═══ Given data ═══
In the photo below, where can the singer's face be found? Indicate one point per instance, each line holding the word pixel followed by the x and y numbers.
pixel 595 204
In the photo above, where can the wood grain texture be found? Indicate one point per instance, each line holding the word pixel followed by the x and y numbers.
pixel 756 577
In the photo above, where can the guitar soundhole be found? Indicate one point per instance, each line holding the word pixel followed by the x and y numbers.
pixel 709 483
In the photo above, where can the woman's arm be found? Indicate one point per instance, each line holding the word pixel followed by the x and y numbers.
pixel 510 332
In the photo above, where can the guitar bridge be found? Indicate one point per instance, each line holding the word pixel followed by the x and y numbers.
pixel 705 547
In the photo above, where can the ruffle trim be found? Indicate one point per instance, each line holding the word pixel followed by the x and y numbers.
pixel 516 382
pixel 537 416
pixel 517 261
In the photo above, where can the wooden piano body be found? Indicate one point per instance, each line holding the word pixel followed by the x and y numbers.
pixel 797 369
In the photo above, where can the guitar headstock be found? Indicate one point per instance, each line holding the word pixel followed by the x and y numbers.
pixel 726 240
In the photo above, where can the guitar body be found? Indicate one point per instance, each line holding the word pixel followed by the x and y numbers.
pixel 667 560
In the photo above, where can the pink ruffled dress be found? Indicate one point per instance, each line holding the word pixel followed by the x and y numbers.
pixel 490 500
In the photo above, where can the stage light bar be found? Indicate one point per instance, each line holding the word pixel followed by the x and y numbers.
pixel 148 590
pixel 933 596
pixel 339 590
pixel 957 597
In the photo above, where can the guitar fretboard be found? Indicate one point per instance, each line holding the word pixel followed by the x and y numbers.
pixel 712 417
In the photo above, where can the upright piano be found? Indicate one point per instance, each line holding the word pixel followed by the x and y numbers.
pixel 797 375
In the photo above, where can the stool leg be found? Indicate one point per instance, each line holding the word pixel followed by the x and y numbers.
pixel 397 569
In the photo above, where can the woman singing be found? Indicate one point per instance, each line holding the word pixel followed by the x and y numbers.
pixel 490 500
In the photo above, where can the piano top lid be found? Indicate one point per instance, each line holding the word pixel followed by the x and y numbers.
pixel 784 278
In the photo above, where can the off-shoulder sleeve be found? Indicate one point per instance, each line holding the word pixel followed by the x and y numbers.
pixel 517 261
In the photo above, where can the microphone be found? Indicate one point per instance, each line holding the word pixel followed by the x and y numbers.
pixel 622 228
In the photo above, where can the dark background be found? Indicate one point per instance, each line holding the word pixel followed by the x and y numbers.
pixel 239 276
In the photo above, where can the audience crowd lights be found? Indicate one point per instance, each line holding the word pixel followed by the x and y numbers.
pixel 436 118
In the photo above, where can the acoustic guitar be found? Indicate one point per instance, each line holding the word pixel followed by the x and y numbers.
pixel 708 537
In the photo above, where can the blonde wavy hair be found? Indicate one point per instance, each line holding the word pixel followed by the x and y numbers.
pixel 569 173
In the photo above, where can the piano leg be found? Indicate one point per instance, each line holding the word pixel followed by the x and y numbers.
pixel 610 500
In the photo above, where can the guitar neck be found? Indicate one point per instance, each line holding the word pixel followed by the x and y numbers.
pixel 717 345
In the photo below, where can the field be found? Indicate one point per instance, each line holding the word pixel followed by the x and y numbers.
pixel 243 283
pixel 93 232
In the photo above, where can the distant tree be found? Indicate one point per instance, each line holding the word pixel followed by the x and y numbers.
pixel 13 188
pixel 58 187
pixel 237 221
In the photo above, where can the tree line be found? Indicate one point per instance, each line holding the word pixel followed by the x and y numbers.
═══
**Short task**. Scale the records between the lines holding "In the photo above, where can the blonde" and "pixel 717 345", inclusive. Write out every one of those lines again, requests included, with each x and y coordinate in the answers multiplied by 1.2 and rounded to a whole number (halves go up), and give nothing beyond these lines.

**Result below**.
In the photo above, where can the blonde wavy hair be found? Indicate one point per instance, each line holding the word pixel followed by the x and y numbers.
pixel 683 208
In the photo above, where can the piano leg be found? Indicate one point per instance, each line holding the word pixel followed by the x and y numbers.
pixel 732 600
In the photo above, where can the guitar neck be found? Indicate one point per instance, each line holding the word pixel followed by the x and y numbers.
pixel 860 414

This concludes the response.